### WRITTEN TASK 1
Count the lines in the rows that contain the word "black", and give only the number.

### PASSAGE SHOWN
══════

Ian
Pearson: Before I reply to the debate on clause 12 and the
amendment tabled by my hon. Friend the Member for Wolverhampton,
South-West, I would like to expand briefly on my earlier comments about
the difference between the FSAs current code and the general
rules that the Bill requires it to make in respect of remuneration. As
I said to the hon. Member for Fareham, the current FSA code is part of
the FSA rulebook. However, it is not the case that any breach of an FSA
rule on remuneration will automatically make a contract void. Breach of
a rule will have that effect only if the rule itself provides for that.
The present code does not do that, and will need to be supplemented by
new rules to be made by the FSA under the authority provided in the
Bill, setting out specific prohibitions and expressly stating that
contravention of the provisions will make a contract void. I hope that
that clarifies any confusion that might have
arisen.
At the outset
of his contribution, my hon. Friend the Member for Wolverhampton,
South-West said that the too big to fail issue was
being ignored by politicians. I do not believe that to be true as there
has been substantial discussion in the UK and internationally. However,
there could perhaps be more debate, and my hon. Friend has certainly
provided us with the opportunity to do that this morning.
I shall make
a few broader comments on clause 12, before responding specifically to
the amendment. I shall also pick up on some of the comments made by the
hon. Member for South-East Cornwall. I agree that Glass-Steagall-type
provisions that date back to the 1930s are not likely to be relevant,
even if they are beefed up, as he suggested, for todays
circumstances. There is no easy or simple distinction between what is
sometimes called utility banking and investment banking, and sometimes
pejoratively referred to as casino banking. Experience of the past two
or more years has shown that firms that stay close to their knitting
would not be regarded as performing a utility function, and could get
into trouble just as investment banks got into trouble. It is well
known that the Government do not believe that the case has been made
for a Glass-Steagall split between retail and investment banking
activities.
Mr.
Breed: I entirely agree with the Minister. With
separation, we need to understand that the banks that were not in the
casino sometimes had access to it. Northern Rock was clearly a mortgage
bank, but it funded itself by having access to the casino-type aspects,
which was the real problem. It is not only large banks that clearly do
boththe funding of banking generally has fundamentally changed
and includes this aspect of funding, which is difficult to
reverse.
Ian
Pearson: The hon. Gentleman makes a valid point. The issue
of being too big to fail is of central importance, and
I argue strongly that one of the ways in which the Government are
responding is through clause 12 and the proposals on
recovery and resolution plans, which are sometimes referred to as
living wills.

══════

### DATASET
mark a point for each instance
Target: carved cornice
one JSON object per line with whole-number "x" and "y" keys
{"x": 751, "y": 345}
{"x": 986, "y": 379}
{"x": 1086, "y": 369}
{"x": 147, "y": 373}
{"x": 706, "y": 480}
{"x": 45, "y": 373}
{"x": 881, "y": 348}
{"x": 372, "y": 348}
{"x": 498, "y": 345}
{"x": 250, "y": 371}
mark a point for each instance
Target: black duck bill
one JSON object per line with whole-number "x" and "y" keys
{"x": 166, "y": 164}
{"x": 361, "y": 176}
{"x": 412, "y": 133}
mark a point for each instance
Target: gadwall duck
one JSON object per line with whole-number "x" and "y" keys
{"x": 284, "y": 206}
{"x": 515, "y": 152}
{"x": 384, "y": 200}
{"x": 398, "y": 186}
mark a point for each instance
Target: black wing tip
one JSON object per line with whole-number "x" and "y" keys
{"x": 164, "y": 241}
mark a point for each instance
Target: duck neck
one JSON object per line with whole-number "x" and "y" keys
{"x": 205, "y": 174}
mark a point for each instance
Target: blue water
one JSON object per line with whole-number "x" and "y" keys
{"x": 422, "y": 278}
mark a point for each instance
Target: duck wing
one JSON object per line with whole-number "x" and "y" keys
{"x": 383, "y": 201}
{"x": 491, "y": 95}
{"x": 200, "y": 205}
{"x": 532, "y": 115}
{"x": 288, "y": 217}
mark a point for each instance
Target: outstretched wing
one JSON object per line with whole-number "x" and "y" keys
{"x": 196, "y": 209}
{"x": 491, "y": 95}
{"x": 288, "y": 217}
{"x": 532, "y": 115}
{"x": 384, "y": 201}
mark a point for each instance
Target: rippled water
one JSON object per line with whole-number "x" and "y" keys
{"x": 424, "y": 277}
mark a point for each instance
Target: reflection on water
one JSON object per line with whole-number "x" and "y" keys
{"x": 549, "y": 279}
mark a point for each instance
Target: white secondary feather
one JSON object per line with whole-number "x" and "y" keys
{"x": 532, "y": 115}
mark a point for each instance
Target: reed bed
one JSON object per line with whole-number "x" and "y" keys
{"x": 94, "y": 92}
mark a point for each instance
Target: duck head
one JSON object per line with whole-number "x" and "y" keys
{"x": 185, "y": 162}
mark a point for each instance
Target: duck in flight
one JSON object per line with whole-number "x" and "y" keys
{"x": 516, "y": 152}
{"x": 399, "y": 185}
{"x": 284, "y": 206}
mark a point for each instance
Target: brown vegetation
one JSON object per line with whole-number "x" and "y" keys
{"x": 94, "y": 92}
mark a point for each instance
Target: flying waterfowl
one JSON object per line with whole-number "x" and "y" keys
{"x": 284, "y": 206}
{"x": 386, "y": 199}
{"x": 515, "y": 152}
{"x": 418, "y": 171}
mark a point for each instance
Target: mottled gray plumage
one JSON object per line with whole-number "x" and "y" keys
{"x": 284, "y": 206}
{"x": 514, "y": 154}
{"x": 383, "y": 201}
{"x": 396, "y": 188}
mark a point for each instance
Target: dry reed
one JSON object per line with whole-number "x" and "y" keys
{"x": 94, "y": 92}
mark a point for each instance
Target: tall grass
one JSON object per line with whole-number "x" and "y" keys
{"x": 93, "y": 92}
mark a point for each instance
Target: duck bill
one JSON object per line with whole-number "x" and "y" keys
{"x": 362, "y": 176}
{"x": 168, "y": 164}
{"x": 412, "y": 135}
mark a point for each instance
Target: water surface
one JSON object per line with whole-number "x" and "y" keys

══════

### WRITTEN TASK 2
In the debate excerpt, by what name are recovery and resolution plans sometimes referred to?

### WRITTEN SOLUTION 1
2

### WRITTEN SOLUTION 2
Living wills.